- _Data lines_
begin
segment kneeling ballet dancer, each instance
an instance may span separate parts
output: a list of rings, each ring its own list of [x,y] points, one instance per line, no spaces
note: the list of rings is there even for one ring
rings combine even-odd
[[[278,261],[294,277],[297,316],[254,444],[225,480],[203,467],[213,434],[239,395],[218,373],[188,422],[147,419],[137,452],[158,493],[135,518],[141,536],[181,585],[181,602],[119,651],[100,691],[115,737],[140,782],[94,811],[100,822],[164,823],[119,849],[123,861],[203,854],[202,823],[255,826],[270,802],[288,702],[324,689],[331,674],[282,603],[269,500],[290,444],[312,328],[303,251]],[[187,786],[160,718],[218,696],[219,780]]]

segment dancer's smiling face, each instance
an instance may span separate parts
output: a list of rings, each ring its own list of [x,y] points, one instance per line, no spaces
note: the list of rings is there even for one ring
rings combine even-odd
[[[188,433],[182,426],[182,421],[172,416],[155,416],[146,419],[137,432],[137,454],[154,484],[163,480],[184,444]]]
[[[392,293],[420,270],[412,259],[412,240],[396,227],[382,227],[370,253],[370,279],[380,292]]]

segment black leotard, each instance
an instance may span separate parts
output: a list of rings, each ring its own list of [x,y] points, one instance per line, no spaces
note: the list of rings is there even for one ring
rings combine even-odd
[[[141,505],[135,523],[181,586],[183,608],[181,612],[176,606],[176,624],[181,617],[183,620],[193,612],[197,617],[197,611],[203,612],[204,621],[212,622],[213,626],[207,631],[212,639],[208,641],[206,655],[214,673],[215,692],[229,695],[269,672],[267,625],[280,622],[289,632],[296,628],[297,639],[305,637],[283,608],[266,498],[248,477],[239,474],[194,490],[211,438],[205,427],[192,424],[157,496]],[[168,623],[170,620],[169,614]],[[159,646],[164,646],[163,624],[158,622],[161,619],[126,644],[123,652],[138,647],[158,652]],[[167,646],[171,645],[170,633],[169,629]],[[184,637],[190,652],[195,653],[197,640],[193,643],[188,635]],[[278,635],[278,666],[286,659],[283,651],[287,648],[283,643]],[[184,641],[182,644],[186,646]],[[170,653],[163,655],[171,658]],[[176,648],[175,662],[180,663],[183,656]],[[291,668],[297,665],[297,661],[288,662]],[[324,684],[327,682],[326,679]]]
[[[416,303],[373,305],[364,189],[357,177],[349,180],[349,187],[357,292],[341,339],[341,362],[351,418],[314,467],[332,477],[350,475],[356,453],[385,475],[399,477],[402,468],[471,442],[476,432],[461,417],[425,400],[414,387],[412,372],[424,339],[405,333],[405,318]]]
end
- _Requirements_
Edit the material starting at the line that contains "segment black leotard, each instance" and ending at the end of the material, replacing "leotard" with "bodysuit" and leaving everything else unchanged. Return only those lines.

- _Response for this exercise_
segment black bodysuit, each instance
an instance may span separate parts
output: a list of rings, each ring its own list of [x,y] points, one instance per line, no spaces
note: the list of rings is there even for one ring
rings combine even-odd
[[[141,505],[135,523],[181,586],[183,608],[181,612],[176,606],[176,624],[181,617],[183,620],[193,612],[197,617],[197,611],[203,612],[204,621],[212,622],[213,626],[207,631],[212,639],[208,641],[206,655],[214,673],[215,692],[229,695],[269,672],[267,625],[280,622],[289,632],[296,628],[297,639],[305,637],[283,608],[266,498],[248,477],[239,474],[194,490],[211,438],[205,427],[192,424],[157,496]],[[168,623],[170,620],[169,614]],[[159,646],[164,646],[163,624],[158,622],[161,619],[126,644],[123,652],[138,647],[158,652]],[[167,646],[171,645],[170,633],[169,629]],[[184,637],[190,652],[195,653],[197,640],[193,643],[188,635]],[[278,635],[278,666],[286,659],[283,651],[287,648],[283,643]],[[184,641],[182,644],[186,646]],[[170,653],[163,655],[171,658]],[[176,648],[175,662],[180,663],[183,656]],[[291,668],[297,665],[297,661],[288,662]],[[324,684],[327,682],[326,679]]]
[[[416,303],[373,305],[364,189],[357,177],[349,180],[349,187],[357,292],[341,339],[341,362],[351,418],[314,467],[332,477],[350,475],[356,453],[385,475],[399,477],[402,468],[471,442],[476,432],[461,417],[425,400],[414,387],[412,372],[424,339],[405,333],[405,318]]]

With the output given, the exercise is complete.